_INSTRUCTION_
Rewrite the data, beginning at the line that contains "If you could spot the tree" and continuing through the end of the data, with "instance" replaced by "occurrence" and all else unchanged.

** start DATA SECTION **

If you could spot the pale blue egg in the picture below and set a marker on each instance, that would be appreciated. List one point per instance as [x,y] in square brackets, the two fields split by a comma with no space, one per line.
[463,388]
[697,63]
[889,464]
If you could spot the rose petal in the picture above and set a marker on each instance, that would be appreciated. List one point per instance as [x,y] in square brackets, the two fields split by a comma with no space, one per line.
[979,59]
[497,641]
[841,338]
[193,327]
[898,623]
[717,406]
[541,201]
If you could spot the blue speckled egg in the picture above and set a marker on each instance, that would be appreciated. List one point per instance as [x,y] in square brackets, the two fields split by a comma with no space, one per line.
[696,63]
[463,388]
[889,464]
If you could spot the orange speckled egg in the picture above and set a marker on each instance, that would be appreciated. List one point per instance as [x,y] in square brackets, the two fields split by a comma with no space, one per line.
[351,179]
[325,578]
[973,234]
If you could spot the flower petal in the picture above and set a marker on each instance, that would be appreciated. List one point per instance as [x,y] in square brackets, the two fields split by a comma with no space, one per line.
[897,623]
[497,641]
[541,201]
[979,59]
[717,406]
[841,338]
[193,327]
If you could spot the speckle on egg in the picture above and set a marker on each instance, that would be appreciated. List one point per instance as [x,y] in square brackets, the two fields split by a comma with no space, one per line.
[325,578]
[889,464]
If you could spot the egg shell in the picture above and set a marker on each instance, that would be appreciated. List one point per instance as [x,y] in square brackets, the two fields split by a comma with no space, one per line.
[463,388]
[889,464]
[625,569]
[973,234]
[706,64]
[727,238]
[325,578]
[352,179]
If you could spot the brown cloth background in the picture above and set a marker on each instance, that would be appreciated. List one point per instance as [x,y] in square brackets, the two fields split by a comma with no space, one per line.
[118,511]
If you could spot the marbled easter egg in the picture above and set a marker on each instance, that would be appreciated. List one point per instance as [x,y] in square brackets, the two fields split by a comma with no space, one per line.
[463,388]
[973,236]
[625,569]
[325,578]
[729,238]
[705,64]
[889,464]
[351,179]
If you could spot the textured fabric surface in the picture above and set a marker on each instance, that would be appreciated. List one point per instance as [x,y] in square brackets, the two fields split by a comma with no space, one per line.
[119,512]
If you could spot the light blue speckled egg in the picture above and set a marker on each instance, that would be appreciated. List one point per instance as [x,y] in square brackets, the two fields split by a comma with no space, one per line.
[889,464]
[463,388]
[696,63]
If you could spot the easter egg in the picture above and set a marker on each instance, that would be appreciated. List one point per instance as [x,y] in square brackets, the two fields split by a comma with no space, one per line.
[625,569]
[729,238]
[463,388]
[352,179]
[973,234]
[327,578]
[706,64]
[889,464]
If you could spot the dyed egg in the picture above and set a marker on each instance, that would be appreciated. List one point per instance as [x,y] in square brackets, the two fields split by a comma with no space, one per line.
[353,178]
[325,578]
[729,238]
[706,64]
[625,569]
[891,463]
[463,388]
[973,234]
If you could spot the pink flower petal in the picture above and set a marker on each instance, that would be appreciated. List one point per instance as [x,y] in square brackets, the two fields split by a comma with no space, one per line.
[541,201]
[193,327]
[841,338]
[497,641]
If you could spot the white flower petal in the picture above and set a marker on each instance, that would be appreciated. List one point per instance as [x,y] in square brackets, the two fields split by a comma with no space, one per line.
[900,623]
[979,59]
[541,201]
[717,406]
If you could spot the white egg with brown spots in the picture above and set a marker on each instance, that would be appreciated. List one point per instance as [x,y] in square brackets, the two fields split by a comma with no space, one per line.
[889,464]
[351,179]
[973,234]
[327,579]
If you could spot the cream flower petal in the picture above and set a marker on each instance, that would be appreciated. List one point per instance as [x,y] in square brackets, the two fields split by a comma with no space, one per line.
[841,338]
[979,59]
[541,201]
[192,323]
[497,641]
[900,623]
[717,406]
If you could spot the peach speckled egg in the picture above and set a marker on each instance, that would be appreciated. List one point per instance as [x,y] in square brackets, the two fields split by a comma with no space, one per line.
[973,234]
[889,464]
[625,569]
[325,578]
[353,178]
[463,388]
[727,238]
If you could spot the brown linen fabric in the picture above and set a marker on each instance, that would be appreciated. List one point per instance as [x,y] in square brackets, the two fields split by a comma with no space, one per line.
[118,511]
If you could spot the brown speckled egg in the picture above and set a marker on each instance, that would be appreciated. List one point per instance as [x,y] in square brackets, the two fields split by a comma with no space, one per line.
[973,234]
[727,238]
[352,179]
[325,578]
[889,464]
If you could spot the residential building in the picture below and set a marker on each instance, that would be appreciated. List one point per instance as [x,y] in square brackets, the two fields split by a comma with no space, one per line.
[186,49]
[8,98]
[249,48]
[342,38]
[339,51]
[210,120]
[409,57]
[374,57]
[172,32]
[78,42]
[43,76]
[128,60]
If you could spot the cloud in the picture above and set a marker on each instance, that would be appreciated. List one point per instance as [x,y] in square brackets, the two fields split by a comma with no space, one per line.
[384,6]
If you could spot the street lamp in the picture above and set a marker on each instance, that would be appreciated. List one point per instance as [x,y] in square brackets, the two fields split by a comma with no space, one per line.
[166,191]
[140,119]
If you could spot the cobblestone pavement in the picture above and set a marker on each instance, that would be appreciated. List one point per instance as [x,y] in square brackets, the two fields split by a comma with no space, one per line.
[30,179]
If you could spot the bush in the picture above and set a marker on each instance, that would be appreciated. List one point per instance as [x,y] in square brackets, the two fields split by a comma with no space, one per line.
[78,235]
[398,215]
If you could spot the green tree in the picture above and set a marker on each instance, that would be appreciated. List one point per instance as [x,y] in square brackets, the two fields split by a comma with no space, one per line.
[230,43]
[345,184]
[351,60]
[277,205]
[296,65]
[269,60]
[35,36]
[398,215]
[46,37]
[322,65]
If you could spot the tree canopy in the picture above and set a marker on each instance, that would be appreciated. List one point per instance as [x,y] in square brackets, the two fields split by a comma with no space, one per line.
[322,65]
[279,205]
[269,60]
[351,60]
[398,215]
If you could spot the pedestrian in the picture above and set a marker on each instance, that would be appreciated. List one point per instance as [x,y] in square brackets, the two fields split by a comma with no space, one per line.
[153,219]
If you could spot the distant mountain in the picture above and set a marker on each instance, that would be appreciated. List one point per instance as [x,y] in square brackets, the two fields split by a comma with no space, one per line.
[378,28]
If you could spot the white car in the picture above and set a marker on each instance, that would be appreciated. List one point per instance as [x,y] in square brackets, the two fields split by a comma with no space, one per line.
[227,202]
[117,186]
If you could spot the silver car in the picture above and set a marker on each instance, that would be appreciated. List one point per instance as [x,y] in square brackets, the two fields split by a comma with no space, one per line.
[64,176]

** end DATA SECTION **

_WRITTEN RESPONSE_
If you could spot the tree canopy in the picture above and set a marker on each occurrence, that would be appreciated. List one point per occurrence as [x,y] in square brackets, the two fields split by a comma with no space, one per line.
[322,65]
[279,205]
[269,60]
[351,60]
[398,215]
If you could spot the pedestrian in the picture above and set a marker on each occurrence, that would be appreciated. List one point per occurrence as [x,y] in square brackets, the two fields split by a comma with no space, one per line.
[153,219]
If you could spot the distant mountain in the picture above and set a marker on each occurrence, that would be appreciated. List one point per occurrence as [x,y] in square brackets, the two fields split by a comma with no space, one per line.
[378,28]
If you could spot the white car in the picture above and set a marker on each occurrence, that would be appreciated. List one point per occurrence as [x,y] in square brackets, the two fields split by a comma with no space, one per line.
[227,202]
[117,186]
If you could spot the silver car in the picture above and set a marker on each occurrence, that would be appreciated. List one point per occurrence as [x,y] in square brackets, the two fields split by a comma with no space, one per line.
[64,176]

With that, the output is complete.